-- Information shown start --
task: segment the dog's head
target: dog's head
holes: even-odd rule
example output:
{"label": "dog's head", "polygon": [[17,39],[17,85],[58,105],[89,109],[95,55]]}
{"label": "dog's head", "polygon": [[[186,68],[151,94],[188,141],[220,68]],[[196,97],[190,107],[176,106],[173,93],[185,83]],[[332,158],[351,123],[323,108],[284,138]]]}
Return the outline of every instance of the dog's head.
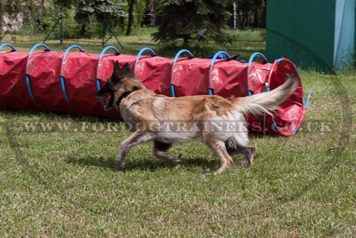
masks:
-- Information shown end --
Reproduce the material above word for word, omitting the picture.

task: segment the dog's head
target: dog's head
holes: even-odd rule
example output:
{"label": "dog's head", "polygon": [[17,39],[17,85],[58,105],[89,109],[95,55]]}
{"label": "dog's head", "polygon": [[[186,68],[151,94],[188,141],[220,68]],[[196,97],[190,107],[176,106],[173,93],[185,83]],[[332,158],[351,123],[323,108],[284,138]]]}
Return the outline of every instance of the dog's head.
masks:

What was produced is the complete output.